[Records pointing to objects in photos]
========================================
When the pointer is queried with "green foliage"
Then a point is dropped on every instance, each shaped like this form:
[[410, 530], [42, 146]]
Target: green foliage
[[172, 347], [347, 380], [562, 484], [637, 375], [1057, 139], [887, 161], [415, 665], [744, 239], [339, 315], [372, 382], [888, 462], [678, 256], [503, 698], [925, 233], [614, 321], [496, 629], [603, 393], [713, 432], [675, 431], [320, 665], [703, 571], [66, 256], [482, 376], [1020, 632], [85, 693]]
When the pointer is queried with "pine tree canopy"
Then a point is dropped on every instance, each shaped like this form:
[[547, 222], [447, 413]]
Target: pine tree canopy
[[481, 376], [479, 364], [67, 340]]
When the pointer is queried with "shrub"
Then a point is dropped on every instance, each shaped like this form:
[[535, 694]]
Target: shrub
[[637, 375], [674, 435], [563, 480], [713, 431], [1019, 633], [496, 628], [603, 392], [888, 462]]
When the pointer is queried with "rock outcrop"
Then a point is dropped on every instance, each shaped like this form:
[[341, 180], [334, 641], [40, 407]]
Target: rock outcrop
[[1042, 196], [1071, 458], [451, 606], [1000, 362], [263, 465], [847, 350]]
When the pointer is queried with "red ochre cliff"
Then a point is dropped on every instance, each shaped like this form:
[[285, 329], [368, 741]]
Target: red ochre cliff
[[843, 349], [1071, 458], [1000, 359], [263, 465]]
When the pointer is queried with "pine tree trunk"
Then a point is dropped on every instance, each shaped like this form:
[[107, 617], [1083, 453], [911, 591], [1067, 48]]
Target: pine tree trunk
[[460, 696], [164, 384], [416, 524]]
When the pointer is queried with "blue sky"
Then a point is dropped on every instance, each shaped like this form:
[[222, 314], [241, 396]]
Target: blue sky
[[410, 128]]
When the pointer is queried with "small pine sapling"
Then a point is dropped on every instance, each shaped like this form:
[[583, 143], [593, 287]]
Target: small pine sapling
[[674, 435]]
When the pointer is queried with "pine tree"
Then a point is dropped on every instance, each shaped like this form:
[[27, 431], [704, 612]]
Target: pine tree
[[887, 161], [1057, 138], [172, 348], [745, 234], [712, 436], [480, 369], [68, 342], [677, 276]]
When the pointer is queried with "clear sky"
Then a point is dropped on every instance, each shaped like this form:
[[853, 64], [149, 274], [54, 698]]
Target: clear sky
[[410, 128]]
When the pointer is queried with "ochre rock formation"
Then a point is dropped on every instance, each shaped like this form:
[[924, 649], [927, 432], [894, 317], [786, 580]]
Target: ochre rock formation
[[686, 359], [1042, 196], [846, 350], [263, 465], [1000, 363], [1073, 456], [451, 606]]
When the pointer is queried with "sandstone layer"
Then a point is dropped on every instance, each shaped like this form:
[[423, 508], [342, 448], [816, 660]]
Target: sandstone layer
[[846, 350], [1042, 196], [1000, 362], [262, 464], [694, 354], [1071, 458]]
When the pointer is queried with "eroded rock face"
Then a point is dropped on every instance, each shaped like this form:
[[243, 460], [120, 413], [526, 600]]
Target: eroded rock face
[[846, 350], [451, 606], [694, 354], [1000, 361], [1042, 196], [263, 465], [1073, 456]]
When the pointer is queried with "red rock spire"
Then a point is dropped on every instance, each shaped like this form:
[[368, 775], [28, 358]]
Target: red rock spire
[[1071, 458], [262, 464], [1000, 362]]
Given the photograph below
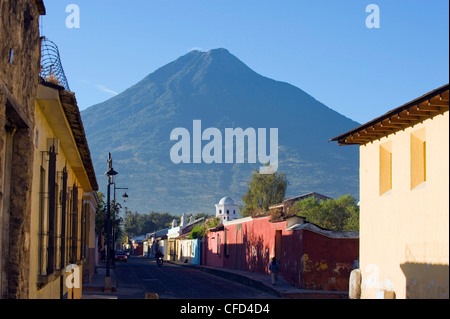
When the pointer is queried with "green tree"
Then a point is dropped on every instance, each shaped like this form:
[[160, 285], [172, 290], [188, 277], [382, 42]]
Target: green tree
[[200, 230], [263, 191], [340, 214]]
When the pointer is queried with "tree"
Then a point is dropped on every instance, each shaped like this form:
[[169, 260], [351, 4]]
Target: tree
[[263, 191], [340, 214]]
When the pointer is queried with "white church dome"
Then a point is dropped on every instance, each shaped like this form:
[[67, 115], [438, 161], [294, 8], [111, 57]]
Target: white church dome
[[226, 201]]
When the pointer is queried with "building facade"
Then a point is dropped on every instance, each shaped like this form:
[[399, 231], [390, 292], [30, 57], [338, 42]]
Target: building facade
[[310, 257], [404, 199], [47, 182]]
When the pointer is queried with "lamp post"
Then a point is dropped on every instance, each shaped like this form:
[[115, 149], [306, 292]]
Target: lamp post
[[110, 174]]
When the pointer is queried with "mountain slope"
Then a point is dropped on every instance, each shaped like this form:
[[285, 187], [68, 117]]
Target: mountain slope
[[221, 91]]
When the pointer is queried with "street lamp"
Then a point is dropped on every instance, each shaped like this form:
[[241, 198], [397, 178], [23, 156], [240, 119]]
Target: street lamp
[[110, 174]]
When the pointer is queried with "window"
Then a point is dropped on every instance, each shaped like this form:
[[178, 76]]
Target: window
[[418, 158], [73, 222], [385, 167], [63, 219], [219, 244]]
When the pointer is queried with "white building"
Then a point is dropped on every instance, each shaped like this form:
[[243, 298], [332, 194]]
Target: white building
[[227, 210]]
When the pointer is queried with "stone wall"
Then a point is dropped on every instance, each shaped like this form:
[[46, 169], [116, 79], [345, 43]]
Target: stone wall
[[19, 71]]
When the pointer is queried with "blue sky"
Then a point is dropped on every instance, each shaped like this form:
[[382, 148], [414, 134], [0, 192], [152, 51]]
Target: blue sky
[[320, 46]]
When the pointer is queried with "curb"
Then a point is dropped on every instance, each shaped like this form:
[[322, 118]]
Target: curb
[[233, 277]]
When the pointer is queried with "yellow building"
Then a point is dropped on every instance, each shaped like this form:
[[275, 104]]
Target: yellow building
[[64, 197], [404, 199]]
========================================
Stated exercise: Please copy out the stretch from the start of the records above through the line containing "[[460, 696], [164, 384], [416, 524]]", requests included, and shift every coordinate in the answers up by 22. Give only that stretch.

Output for this exercise:
When the pointer is queried with "green foliage"
Then a point is dropped on every instance, each shaped like this form:
[[410, 530], [42, 146]]
Target: green foliage
[[194, 369], [369, 402], [584, 506], [659, 397], [1079, 161], [909, 183], [437, 687], [766, 261], [361, 337], [394, 404], [910, 484], [700, 278], [525, 720], [947, 255], [636, 343], [518, 651], [625, 415], [735, 454], [697, 453], [342, 687], [725, 593], [88, 278], [504, 398], [1042, 654], [107, 715]]
When the pointer is queried with "pine tree canopy"
Then a point is dropped on every instance, each shaped like this form:
[[547, 222], [447, 413]]
Target: pine tree canopy
[[503, 398], [501, 386], [89, 362]]
When the pointer is queried with "shrub"
Then a point is dropped on every instance, each shaped like this form:
[[535, 694]]
Target: shrub
[[659, 397], [696, 457], [585, 502], [735, 453], [1041, 655], [518, 650], [625, 414], [910, 484]]
When the pointer is queried with "rock outcrop"
Then a point is dropped on every instance, each shaped like this form:
[[341, 180], [334, 641], [40, 407]]
Target: rock outcrop
[[1064, 218], [1093, 480], [473, 628], [1022, 384], [285, 487], [869, 372]]
When the pointer is queried with "red ochre cliff"
Then a point is dropped on every instance, each shaped like this form:
[[285, 329], [368, 741]]
Target: red ochre cliff
[[865, 371], [1093, 480], [1022, 381], [285, 487]]
When the pointer is queried with "pine tree trunk"
Then a point is dropped on every instance, each shaped like this form:
[[107, 617], [1083, 453], [911, 591], [1067, 48]]
Target: pine tree trunk
[[482, 718], [186, 406], [438, 546]]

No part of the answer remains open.